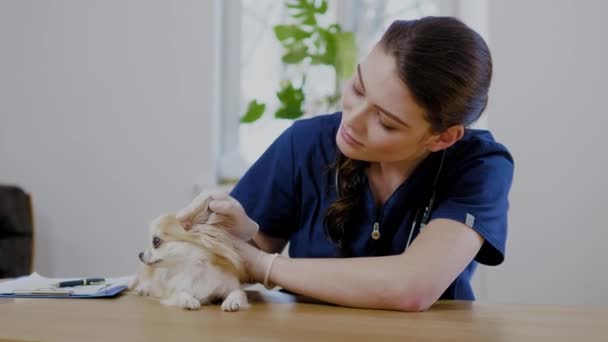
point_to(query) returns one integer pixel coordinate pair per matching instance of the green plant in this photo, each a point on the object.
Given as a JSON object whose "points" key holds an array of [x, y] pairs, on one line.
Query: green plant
{"points": [[307, 44]]}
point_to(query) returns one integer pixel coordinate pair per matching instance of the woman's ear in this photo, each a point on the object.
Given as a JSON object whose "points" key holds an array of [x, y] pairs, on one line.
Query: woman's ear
{"points": [[446, 138]]}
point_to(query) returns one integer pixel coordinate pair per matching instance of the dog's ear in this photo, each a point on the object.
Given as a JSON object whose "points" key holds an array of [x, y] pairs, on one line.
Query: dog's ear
{"points": [[219, 242]]}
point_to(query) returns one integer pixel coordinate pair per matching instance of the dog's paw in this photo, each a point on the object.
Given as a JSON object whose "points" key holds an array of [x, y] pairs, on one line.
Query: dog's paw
{"points": [[183, 300], [235, 301]]}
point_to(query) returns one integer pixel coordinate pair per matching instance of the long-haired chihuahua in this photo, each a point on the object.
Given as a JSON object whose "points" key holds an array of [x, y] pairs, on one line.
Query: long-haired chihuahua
{"points": [[189, 266]]}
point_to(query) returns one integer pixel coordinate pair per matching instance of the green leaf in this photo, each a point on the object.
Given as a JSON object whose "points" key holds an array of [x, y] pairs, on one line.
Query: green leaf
{"points": [[295, 53], [254, 111], [291, 102], [346, 58], [285, 32]]}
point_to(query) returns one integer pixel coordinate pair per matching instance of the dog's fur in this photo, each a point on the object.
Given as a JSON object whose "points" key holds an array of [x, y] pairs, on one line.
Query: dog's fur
{"points": [[191, 266]]}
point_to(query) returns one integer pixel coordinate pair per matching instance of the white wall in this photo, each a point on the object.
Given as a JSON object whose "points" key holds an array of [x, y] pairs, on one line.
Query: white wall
{"points": [[548, 105], [105, 119]]}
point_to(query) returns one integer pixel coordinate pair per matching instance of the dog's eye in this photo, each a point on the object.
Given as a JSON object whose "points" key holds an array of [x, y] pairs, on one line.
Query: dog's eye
{"points": [[156, 242]]}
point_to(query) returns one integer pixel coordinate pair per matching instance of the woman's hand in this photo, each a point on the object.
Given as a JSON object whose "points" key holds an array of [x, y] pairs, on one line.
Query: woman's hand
{"points": [[221, 210], [257, 262]]}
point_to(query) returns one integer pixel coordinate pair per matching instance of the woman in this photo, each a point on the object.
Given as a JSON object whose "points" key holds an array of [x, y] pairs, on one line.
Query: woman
{"points": [[393, 202]]}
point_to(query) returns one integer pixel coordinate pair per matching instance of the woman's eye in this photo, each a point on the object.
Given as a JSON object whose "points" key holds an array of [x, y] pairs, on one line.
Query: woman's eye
{"points": [[357, 92], [156, 242], [385, 126]]}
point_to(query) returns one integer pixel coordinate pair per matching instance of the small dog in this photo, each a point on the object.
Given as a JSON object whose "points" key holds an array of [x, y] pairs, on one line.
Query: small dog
{"points": [[189, 266]]}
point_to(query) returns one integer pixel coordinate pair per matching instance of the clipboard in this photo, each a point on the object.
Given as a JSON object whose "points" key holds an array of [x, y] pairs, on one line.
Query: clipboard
{"points": [[37, 286]]}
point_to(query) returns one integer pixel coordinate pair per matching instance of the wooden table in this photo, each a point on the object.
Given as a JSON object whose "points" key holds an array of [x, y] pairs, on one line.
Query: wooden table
{"points": [[275, 316]]}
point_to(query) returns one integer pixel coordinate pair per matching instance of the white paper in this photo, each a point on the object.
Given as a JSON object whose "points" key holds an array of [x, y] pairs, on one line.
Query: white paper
{"points": [[36, 282]]}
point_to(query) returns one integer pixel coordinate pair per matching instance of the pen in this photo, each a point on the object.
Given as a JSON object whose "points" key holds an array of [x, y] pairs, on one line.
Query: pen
{"points": [[78, 282], [48, 292]]}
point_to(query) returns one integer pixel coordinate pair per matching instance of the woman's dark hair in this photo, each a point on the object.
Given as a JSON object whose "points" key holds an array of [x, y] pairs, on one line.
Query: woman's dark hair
{"points": [[448, 68]]}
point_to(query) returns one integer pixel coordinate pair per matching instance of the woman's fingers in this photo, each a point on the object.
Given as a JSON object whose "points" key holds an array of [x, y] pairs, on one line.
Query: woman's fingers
{"points": [[223, 207], [199, 204]]}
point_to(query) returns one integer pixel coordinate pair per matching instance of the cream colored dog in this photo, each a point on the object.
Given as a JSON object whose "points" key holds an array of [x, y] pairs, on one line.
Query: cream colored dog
{"points": [[189, 266]]}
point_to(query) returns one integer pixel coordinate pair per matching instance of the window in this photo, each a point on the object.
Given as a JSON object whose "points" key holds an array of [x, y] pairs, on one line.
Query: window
{"points": [[247, 40]]}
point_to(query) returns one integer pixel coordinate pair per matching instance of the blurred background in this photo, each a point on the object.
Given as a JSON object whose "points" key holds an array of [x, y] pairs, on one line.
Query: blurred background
{"points": [[113, 112]]}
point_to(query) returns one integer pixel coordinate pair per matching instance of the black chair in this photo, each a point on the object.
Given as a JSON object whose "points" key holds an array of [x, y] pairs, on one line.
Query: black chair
{"points": [[16, 232]]}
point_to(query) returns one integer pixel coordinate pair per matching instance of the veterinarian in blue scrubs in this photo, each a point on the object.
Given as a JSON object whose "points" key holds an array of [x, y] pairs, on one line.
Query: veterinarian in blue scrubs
{"points": [[393, 202]]}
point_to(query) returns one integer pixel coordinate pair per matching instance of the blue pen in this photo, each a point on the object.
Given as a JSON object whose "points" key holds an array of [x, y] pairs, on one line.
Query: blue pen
{"points": [[79, 282]]}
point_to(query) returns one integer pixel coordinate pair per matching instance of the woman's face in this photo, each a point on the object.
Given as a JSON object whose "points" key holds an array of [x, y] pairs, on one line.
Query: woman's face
{"points": [[381, 122]]}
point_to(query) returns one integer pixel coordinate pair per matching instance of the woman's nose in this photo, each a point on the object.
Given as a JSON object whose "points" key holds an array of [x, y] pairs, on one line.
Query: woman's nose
{"points": [[357, 116]]}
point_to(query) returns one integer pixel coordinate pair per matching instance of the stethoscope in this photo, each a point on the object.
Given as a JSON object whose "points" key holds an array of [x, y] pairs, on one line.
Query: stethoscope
{"points": [[426, 211]]}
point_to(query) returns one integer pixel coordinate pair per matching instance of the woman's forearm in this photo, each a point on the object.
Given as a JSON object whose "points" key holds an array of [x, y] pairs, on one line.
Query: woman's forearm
{"points": [[372, 282]]}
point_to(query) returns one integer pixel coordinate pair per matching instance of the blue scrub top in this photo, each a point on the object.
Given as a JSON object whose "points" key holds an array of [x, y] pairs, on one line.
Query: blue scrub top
{"points": [[289, 188]]}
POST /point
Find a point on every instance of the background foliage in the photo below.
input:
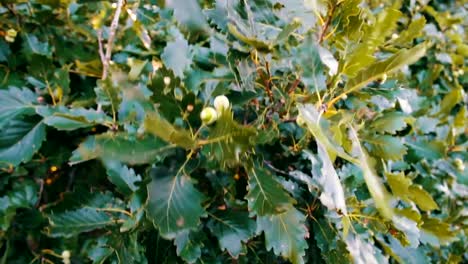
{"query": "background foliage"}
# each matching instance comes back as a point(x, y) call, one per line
point(345, 139)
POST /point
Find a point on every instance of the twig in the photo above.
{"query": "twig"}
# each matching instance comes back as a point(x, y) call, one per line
point(101, 49)
point(327, 23)
point(110, 41)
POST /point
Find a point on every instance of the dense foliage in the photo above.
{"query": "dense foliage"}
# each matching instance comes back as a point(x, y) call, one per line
point(343, 137)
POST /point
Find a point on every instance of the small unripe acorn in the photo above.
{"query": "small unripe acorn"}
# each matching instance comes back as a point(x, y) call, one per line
point(9, 39)
point(208, 115)
point(66, 254)
point(167, 80)
point(12, 33)
point(221, 103)
point(459, 164)
point(300, 120)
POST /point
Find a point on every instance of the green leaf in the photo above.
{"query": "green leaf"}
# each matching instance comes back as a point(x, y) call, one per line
point(427, 149)
point(399, 184)
point(360, 250)
point(120, 148)
point(377, 190)
point(32, 45)
point(229, 142)
point(174, 204)
point(71, 223)
point(19, 141)
point(422, 198)
point(265, 195)
point(386, 146)
point(161, 128)
point(15, 103)
point(287, 30)
point(232, 228)
point(378, 69)
point(406, 254)
point(177, 56)
point(286, 234)
point(373, 36)
point(433, 228)
point(450, 100)
point(23, 195)
point(254, 42)
point(307, 57)
point(137, 67)
point(313, 120)
point(390, 122)
point(189, 14)
point(123, 177)
point(404, 188)
point(332, 195)
point(188, 246)
point(413, 31)
point(63, 118)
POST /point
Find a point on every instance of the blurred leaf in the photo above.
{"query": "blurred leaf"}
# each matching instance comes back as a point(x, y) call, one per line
point(450, 100)
point(71, 223)
point(386, 146)
point(177, 56)
point(332, 195)
point(15, 103)
point(188, 248)
point(120, 148)
point(232, 228)
point(425, 149)
point(174, 204)
point(122, 176)
point(19, 141)
point(390, 122)
point(378, 69)
point(63, 118)
point(161, 128)
point(286, 234)
point(189, 14)
point(374, 185)
point(413, 31)
point(266, 196)
point(307, 57)
point(229, 142)
point(422, 198)
point(32, 45)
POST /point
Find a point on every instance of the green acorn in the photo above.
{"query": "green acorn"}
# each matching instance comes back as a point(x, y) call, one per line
point(208, 115)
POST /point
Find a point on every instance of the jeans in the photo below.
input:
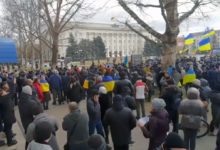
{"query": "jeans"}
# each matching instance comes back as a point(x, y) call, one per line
point(174, 118)
point(140, 103)
point(121, 147)
point(96, 125)
point(8, 132)
point(57, 94)
point(190, 138)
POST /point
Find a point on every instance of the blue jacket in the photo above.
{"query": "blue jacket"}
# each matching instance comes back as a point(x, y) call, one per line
point(55, 82)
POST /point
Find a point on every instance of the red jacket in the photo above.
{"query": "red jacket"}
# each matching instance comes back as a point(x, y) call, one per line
point(39, 91)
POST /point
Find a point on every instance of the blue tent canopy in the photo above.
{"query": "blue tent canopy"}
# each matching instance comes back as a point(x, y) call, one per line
point(8, 53)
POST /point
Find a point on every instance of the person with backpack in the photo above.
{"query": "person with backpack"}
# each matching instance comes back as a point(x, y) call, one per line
point(140, 90)
point(76, 125)
point(191, 109)
point(172, 97)
point(158, 125)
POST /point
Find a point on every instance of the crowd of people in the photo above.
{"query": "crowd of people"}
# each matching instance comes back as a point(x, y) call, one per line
point(112, 96)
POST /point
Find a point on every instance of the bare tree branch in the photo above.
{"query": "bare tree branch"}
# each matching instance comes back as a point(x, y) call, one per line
point(140, 21)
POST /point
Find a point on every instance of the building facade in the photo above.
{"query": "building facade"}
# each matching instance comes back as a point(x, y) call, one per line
point(118, 39)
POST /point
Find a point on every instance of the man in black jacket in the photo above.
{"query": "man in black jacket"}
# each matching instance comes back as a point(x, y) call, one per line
point(121, 122)
point(26, 105)
point(121, 84)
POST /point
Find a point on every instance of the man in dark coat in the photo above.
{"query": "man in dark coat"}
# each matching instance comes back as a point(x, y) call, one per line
point(56, 87)
point(121, 122)
point(25, 106)
point(172, 97)
point(94, 112)
point(121, 84)
point(75, 90)
point(79, 121)
point(7, 113)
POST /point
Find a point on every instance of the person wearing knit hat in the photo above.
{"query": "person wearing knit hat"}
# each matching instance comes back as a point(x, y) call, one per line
point(27, 90)
point(42, 134)
point(96, 142)
point(121, 121)
point(158, 125)
point(158, 104)
point(192, 109)
point(173, 142)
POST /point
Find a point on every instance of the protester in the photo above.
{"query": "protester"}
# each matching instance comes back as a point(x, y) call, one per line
point(173, 142)
point(94, 112)
point(25, 106)
point(7, 113)
point(191, 109)
point(40, 116)
point(76, 125)
point(105, 104)
point(158, 126)
point(96, 142)
point(75, 90)
point(46, 92)
point(39, 90)
point(121, 122)
point(42, 135)
point(56, 87)
point(140, 90)
point(172, 97)
point(215, 109)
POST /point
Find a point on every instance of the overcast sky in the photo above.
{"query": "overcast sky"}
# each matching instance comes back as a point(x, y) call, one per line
point(195, 24)
point(110, 8)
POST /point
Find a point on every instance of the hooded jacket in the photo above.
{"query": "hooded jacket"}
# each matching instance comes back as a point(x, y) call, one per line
point(44, 117)
point(37, 146)
point(156, 129)
point(80, 135)
point(121, 122)
point(25, 106)
point(191, 110)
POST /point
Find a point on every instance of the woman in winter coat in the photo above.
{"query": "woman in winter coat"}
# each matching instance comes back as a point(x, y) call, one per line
point(191, 109)
point(75, 90)
point(158, 126)
point(38, 88)
point(46, 92)
point(43, 132)
point(7, 113)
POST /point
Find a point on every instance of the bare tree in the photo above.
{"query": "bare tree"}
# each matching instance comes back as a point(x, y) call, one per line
point(172, 17)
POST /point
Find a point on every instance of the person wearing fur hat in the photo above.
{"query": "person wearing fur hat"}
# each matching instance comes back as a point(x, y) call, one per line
point(42, 135)
point(191, 109)
point(76, 125)
point(96, 142)
point(173, 142)
point(158, 126)
point(121, 122)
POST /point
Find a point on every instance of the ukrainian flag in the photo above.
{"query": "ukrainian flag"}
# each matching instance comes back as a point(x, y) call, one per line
point(205, 45)
point(126, 61)
point(189, 39)
point(208, 33)
point(109, 83)
point(189, 77)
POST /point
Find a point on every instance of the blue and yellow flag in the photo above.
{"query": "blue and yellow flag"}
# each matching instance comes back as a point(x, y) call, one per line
point(109, 83)
point(205, 45)
point(189, 39)
point(189, 77)
point(208, 33)
point(126, 61)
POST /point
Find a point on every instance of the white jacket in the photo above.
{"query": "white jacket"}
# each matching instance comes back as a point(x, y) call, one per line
point(37, 146)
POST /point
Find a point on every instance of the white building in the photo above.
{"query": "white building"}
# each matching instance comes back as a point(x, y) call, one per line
point(116, 37)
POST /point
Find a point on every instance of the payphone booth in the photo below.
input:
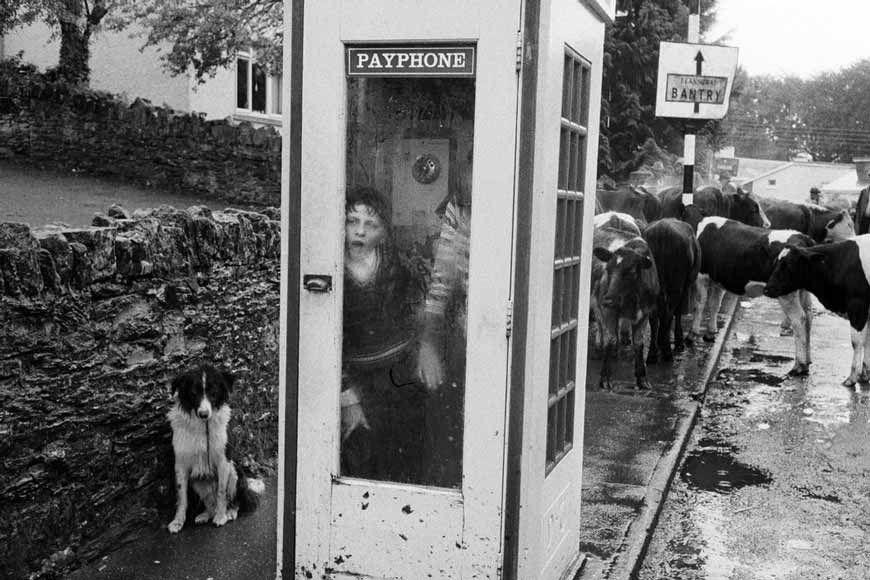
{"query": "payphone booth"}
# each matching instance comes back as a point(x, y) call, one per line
point(441, 165)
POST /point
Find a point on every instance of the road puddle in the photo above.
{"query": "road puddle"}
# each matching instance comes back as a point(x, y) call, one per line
point(718, 471)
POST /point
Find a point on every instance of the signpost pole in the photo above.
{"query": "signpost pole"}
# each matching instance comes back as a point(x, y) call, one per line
point(689, 136)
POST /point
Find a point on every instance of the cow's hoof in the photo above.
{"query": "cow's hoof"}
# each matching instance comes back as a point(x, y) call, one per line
point(175, 526)
point(799, 370)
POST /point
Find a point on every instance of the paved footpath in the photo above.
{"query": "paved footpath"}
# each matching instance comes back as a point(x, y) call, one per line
point(632, 444)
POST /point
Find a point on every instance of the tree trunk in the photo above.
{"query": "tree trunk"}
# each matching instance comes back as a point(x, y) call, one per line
point(73, 65)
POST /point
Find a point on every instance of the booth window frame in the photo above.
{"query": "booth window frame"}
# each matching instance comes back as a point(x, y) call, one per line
point(564, 325)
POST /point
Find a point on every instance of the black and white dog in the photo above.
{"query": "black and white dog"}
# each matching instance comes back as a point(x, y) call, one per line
point(199, 420)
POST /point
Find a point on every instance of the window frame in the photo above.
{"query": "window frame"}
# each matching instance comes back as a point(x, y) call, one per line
point(565, 317)
point(273, 102)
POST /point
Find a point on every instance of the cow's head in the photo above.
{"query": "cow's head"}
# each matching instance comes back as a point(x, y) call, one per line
point(840, 228)
point(793, 268)
point(624, 284)
point(746, 208)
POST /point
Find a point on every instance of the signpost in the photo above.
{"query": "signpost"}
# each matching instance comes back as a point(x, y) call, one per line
point(694, 82)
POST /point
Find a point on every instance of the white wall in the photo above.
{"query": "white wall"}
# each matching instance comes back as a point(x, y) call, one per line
point(118, 66)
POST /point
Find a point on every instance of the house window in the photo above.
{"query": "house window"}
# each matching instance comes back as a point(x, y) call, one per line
point(564, 325)
point(257, 92)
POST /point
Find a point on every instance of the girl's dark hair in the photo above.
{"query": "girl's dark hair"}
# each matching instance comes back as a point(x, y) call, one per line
point(372, 198)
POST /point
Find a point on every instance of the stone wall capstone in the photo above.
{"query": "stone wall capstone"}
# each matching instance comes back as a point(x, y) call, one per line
point(94, 324)
point(50, 124)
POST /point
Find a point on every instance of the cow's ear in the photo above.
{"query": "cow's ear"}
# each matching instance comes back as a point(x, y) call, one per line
point(602, 254)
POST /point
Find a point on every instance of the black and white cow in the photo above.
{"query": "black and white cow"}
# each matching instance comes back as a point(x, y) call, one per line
point(624, 291)
point(635, 201)
point(711, 201)
point(678, 261)
point(838, 275)
point(817, 221)
point(733, 257)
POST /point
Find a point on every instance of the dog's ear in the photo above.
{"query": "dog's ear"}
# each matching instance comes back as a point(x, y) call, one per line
point(229, 378)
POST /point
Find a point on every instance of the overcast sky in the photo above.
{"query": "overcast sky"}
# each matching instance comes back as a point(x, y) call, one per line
point(795, 37)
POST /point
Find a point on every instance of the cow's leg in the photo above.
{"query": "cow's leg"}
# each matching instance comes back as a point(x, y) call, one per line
point(865, 362)
point(656, 327)
point(806, 300)
point(640, 379)
point(714, 301)
point(701, 286)
point(858, 345)
point(794, 312)
point(608, 321)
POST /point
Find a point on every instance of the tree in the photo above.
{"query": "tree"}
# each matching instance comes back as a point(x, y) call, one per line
point(74, 21)
point(206, 36)
point(631, 50)
point(776, 118)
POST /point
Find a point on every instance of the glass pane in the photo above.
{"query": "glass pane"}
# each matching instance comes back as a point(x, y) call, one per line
point(258, 88)
point(242, 83)
point(408, 210)
point(277, 94)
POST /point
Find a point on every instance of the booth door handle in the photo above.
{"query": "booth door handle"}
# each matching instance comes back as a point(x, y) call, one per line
point(317, 282)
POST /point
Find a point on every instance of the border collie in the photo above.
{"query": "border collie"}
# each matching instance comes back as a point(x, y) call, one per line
point(199, 420)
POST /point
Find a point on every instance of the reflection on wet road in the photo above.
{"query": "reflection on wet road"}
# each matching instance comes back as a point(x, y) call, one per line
point(776, 481)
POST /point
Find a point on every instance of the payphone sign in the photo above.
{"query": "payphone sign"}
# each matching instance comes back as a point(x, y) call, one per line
point(410, 61)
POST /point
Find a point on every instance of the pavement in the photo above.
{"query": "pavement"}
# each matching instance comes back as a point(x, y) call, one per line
point(244, 549)
point(632, 446)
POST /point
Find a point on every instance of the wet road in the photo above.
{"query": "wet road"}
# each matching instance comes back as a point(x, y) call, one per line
point(776, 480)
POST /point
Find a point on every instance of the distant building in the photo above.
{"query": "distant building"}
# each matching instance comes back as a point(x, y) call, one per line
point(243, 92)
point(790, 180)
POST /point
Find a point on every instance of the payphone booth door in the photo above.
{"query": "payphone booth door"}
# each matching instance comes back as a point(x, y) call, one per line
point(407, 213)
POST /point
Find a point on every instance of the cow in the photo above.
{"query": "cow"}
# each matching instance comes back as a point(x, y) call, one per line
========
EXERCISE: With the string "head" as the key, filter the data above and show the lines that match.

RESPONSE:
Find a point on every instance of the cow's head in the photo above.
{"query": "cow's head"}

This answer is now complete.